* [Text segment]:
BEGIN

The pattern of escapes and releases that built Florida's population is the same pattern that built Georgia's, and McBrayer, the Georgia Southern biologist, said the Toombs and Tattnall population "can simmer at a low abundance" for years before taking off. When the growth does start, he added, it is "exponential." The University of Georgia's sightings map shows reports expanding beyond Toombs and Tattnall in recent years.
- 2008: first self-sustaining wild tegu population documented in Florida
- 35: Florida counties with documented tegu sightings
- 2024: year Florida banned all tegu species from the pet trade
- December 2023: Georgia's wild-animal registration deadline for the Argentine species
What Georgia Wants From Residents
The state's ask is direct. "That is what people need to do if we're going to try to control or contain this infestation," Sollenberger said. The DNR is asking residents to trap, kill, and report any tegus they find.

END

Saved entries
BEGIN

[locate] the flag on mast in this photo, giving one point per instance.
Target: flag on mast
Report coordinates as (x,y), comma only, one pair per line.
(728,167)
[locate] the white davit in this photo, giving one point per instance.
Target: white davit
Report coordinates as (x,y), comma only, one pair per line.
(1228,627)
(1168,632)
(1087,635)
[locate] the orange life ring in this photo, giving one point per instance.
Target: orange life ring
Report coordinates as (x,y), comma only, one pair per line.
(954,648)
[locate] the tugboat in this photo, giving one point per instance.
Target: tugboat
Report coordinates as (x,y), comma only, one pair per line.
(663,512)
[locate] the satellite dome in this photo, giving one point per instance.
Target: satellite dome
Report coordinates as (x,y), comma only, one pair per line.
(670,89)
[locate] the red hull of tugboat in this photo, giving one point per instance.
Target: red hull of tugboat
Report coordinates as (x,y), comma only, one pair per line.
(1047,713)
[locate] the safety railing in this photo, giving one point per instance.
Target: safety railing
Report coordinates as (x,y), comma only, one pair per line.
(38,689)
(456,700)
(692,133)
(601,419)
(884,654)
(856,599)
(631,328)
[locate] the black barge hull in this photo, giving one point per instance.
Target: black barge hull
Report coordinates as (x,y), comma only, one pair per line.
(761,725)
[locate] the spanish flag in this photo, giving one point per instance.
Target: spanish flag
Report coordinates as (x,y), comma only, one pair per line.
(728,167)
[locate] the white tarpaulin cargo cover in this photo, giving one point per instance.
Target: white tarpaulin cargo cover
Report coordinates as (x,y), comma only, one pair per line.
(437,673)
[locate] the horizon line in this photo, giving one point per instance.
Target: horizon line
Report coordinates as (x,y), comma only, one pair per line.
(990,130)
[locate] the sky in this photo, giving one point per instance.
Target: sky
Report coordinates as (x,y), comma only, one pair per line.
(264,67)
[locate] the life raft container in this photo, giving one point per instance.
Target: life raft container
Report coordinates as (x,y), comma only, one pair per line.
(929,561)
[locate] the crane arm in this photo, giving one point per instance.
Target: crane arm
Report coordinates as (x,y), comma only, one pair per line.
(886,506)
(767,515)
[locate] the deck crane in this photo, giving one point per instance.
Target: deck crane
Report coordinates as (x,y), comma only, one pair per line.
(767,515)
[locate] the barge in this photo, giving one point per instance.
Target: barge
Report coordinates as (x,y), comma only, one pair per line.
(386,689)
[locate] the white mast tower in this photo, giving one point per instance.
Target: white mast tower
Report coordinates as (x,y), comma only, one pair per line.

END

* [Activity list]:
1. According to the tegu text, what is the DNR asking residents to do with any tegus they find?
2. Please repeat the tegu text from "The pattern of" up to and including "in recent years.".
These lines have nothing to do with the tegu text.

* [Numbered answers]:
1. Trap, kill, and report them.

2.
The pattern of escapes and releases that built Florida's population is the same pattern that built Georgia's, and McBrayer, the Georgia Southern biologist, said the Toombs and Tattnall population "can simmer at a low abundance" for years before taking off. When the growth does start, he added, it is "exponential." The University of Georgia's sightings map shows reports expanding beyond Toombs and Tattnall in recent years.